Pull out every line below that contains the string "leaf", with case counting, and copy each one.

* Start Entries *

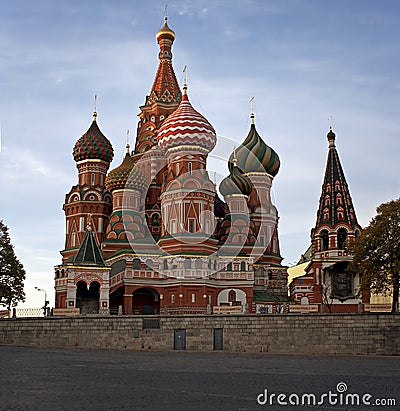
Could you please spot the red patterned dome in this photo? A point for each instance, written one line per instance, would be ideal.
(186, 126)
(125, 176)
(93, 145)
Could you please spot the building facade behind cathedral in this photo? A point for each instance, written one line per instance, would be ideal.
(153, 235)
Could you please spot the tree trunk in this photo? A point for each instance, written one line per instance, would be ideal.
(395, 301)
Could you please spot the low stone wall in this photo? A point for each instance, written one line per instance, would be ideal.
(330, 334)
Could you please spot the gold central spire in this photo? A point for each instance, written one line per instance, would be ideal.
(165, 31)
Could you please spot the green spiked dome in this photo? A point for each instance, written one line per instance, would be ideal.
(93, 145)
(235, 183)
(253, 155)
(125, 176)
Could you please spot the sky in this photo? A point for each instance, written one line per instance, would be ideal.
(303, 61)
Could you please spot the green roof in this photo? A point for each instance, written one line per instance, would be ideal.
(89, 252)
(263, 297)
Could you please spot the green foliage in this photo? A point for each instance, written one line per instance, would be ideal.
(12, 273)
(377, 252)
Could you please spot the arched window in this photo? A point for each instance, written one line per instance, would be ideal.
(341, 238)
(327, 201)
(155, 219)
(187, 263)
(324, 244)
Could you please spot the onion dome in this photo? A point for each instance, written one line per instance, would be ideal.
(125, 176)
(93, 145)
(253, 155)
(165, 32)
(186, 126)
(331, 136)
(235, 183)
(219, 207)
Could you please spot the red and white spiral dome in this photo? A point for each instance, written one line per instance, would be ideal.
(186, 127)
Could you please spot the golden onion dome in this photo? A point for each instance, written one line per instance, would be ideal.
(93, 145)
(165, 32)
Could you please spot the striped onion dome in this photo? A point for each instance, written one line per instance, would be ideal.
(165, 32)
(235, 183)
(253, 155)
(126, 176)
(93, 145)
(186, 126)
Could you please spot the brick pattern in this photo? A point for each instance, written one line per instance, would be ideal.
(336, 334)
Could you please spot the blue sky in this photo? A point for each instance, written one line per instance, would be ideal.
(302, 60)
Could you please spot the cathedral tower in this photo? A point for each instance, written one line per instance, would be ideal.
(187, 200)
(333, 286)
(93, 154)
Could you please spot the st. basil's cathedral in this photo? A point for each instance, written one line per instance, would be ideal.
(154, 236)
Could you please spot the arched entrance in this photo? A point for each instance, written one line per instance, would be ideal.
(87, 299)
(145, 301)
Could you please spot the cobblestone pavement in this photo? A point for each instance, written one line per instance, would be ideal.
(63, 379)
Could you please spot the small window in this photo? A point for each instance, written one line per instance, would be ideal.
(341, 238)
(324, 236)
(192, 225)
(173, 226)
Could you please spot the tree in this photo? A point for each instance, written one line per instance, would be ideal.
(12, 273)
(376, 253)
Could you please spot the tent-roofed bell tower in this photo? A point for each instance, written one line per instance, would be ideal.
(333, 286)
(164, 97)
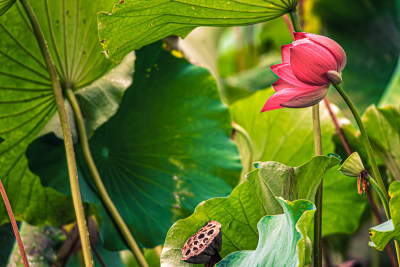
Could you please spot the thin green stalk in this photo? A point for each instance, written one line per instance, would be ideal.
(69, 147)
(14, 225)
(318, 151)
(295, 21)
(364, 135)
(319, 194)
(99, 183)
(247, 138)
(397, 245)
(381, 195)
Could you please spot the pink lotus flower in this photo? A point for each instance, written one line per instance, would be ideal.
(309, 65)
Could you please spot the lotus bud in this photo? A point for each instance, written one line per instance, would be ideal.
(352, 166)
(310, 64)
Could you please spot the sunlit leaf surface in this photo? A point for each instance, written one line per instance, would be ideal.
(166, 149)
(135, 23)
(240, 212)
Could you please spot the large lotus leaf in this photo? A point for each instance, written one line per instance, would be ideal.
(5, 5)
(286, 135)
(283, 239)
(167, 148)
(240, 212)
(135, 23)
(383, 127)
(27, 101)
(371, 44)
(381, 235)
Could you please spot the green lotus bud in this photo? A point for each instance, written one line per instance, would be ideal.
(352, 166)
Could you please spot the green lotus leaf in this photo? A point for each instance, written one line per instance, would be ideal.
(240, 212)
(283, 239)
(381, 234)
(135, 23)
(166, 149)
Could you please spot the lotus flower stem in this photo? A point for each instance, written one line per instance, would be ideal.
(14, 225)
(66, 129)
(318, 151)
(236, 127)
(381, 195)
(365, 138)
(123, 228)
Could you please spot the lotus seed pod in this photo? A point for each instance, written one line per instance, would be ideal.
(352, 166)
(335, 77)
(204, 246)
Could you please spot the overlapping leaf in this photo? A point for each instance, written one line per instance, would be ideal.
(286, 135)
(381, 235)
(135, 23)
(26, 95)
(166, 149)
(240, 212)
(283, 239)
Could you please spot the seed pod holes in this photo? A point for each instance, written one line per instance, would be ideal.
(204, 246)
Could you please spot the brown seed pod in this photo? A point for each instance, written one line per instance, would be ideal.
(204, 246)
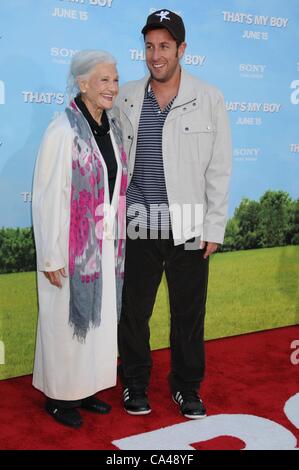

* End Entries *

= Solution =
Could you please spot the sunlit leaf surface in this photo? A point for each instance, written one line per instance, would be ideal.
Could you please spot the large lotus leaf in this photo? A point for each instance, written one line per instance, would be ideal.
Could you please spot the green lotus leaf in this photo? A point for each instance, written one line per instance, would be ideal.
Could you please spot the overlapping leaf in this photo? A point for each instance, written one line per instance, would be ideal.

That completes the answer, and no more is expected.